--- PROVIDED TEXT ---
Some wishes heal you. Some wishes haunt you. And some wishes destroy everyone in their path.
If Wishes Could Kill is a gripping dark thriller packed with betrayal, revenge, twisted love, and shocking secrets. Season 1 takes you into a world where every desire has a deadly cost—and no one escapes untouched.
KEY DETAIL
- Genre: Psychological Thriller | Mystery | Drama
- Runtime: Season 1 – 8 Episodes (45–50 mins each)
- Release: Season 1 Out Now
- Platform: Netflix
OVERVIEW
A Wish With a Price Tag You Can’t Afford
Netflix’s first-ever Korean Young Adult Horror series, If Wishes Could Kill, drops you straight into Seorin High School, where a group of five teenagers stumbles upon a mysterious mobile app called Girigo — a name derived from a Korean verb traditionally used to praise the dead, and phonetically echoing the word for “and,” hinting at an inescapable chain of consequences.
The app promises to grant any wish when the user uploads a video. Sounds irresistible to a teenager. The catch? Every wish carries a hidden countdown — and when that timer hits zero, a life is forfeit. The series blends digital-age paranoia with ancient curse mythology, forcing its young protagonists to race against both the supernatural and their own desires before it’s too late.
“Got a wish worth dying for?” — Netflix official tagline
CAST
The Students of Seorin High
The series chose a cast of rising stars to deliver a fresh, unpolished energy fitting for its teenage protagonists.
- Jeon So-young Yoo Se-ah · Lead
- Kang Mi-na Lim Na-ri · Popular Girl
- Baek Sun-ho Kim Geon-woo · Secret Lover
- Hyun Woo-seok Kang Ha-joon · The Analyst
- Lee Hyo-je Choi Hyeong-wook · The Mischievous One
- Jeon So-nee Kwon Si-won · Tragic Catalyst
- Roh Jae-won Bang Ui · The Shaman
PLOT
What Is Girigo, and Why Does It Kill?
At Seorin High School, a mysterious app called Girigo circulates among students. It grants wishes — real ones — but embeds a hidden condition into every transaction: a life must be paid in return. The app operates on a red countdown timer that grows more ominous with every tick.
Yoo Se-ah, a determined track-and-field athlete, is pulled into the crisis when her friend and classmate Kwon Si-won — tormented and isolated — uses Girigo to wish for everyone’s deaths, then takes her own life. The tragedy sets in motion a horrifying chain of supernatural events that Se-ah refuses to accept as fate.

--- WRITTEN PROBLEM 1 ---
Please quote the series description word for word, beginning at "Some wishes heal" and stopping after "chain of consequences.".
--- WRITTEN PROBLEM 2 ---
Answer from the series description:
(a) How many episodes are in Season 1?
(b) What high school do the students attend?
(c) What sport does Yoo Se-ah compete in?

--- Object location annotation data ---

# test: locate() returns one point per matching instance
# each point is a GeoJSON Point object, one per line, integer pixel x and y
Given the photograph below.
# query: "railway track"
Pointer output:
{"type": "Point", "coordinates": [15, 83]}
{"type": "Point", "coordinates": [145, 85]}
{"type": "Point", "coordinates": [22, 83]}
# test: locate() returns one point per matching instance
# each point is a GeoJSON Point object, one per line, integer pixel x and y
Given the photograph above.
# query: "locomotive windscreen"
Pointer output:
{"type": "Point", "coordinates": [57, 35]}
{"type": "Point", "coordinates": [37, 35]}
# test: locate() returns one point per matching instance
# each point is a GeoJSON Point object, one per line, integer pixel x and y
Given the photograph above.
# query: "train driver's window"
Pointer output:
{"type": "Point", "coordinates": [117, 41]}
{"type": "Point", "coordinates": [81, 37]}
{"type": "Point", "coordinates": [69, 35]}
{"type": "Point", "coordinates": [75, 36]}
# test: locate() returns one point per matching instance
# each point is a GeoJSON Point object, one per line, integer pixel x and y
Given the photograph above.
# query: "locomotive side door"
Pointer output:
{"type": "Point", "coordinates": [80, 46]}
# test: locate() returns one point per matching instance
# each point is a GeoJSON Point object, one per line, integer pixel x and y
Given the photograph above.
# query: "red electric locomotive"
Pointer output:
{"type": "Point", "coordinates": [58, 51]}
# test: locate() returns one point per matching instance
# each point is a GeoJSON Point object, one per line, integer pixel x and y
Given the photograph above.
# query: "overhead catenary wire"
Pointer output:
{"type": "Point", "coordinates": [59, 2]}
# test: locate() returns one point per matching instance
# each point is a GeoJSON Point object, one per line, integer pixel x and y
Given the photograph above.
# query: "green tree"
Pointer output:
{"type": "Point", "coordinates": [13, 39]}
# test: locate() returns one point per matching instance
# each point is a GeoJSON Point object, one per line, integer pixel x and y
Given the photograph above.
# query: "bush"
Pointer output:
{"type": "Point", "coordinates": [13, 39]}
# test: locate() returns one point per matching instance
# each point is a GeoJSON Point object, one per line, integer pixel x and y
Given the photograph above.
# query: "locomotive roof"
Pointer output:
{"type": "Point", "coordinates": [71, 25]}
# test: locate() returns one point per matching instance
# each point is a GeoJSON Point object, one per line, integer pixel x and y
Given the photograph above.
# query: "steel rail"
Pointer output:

--- TASK SOLUTION 1 ---
Some wishes heal you. Some wishes haunt you. And some wishes destroy everyone in their path.
If Wishes Could Kill is a gripping dark thriller packed with betrayal, revenge, twisted love, and shocking secrets. Season 1 takes you into a world where every desire has a deadly cost—and no one escapes untouched.
KEY DETAIL
- Genre: Psychological Thriller | Mystery | Drama
- Runtime: Season 1 – 8 Episodes (45–50 mins each)
- Release: Season 1 Out Now
- Platform: Netflix
OVERVIEW
A Wish With a Price Tag You Can’t Afford
Netflix’s first-ever Korean Young Adult Horror series, If Wishes Could Kill, drops you straight into Seorin High School, where a group of five teenagers stumbles upon a mysterious mobile app called Girigo — a name derived from a Korean verb traditionally used to praise the dead, and phonetically echoing the word for “and,” hinting at an inescapable chain of consequences.

--- TASK SOLUTION 2 ---
(a) 8 episodes
(b) Seorin High School
(c) Track and field